[Kaynak Veri]

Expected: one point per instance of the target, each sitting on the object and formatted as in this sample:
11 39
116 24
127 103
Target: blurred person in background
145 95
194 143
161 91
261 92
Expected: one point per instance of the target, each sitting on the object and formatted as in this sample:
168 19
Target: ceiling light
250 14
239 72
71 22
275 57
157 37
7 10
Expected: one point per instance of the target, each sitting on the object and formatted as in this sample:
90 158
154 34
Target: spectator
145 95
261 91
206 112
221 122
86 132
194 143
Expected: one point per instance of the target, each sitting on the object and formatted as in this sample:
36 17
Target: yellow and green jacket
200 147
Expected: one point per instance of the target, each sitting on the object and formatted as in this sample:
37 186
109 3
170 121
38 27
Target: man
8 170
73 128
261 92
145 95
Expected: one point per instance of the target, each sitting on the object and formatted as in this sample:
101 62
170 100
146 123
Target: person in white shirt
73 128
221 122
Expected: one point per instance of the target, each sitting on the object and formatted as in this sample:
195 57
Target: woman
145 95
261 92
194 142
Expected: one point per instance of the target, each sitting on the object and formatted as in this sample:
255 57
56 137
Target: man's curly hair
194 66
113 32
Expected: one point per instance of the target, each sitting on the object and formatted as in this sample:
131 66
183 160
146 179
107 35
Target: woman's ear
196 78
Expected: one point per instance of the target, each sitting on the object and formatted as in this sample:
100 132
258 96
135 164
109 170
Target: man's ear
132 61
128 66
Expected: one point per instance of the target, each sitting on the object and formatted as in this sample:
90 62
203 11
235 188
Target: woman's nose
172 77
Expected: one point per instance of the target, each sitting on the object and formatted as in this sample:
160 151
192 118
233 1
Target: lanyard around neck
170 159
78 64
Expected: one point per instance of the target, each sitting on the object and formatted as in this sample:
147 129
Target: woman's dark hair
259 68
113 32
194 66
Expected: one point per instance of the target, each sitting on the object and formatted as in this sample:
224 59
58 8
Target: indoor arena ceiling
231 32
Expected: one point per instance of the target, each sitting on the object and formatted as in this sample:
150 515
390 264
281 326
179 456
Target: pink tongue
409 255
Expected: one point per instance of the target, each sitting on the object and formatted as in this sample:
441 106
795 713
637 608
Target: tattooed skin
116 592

[Görev Tanımı] Yukarıdaki veride "hair" sözcüğünü içeren her satırı çıkarın.

[Alıştırma Çıktısı]
Target: man's curly hair
Target: woman's dark hair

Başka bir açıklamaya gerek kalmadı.